** What the task requires **
Below are records that contain pictures; transcribe the text exactly and omit the pictures.

──────── Input data ────────

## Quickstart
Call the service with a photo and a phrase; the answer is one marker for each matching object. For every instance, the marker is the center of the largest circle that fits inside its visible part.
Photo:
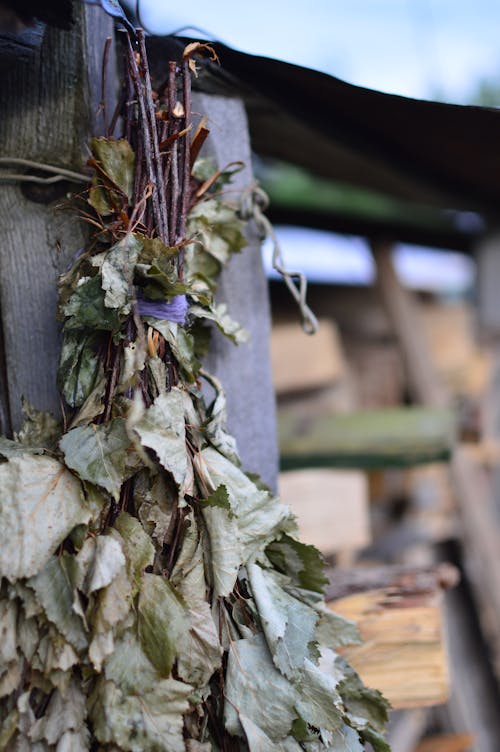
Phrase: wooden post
(481, 533)
(48, 105)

────────

** Task response **
## Quickstart
Call the service with a photo and a phrase; the answer is one marker for each matching object. For every instance, the marker is the center of the largest circle that fits inside its visible part.
Photo:
Phrase: wooden post
(481, 533)
(48, 105)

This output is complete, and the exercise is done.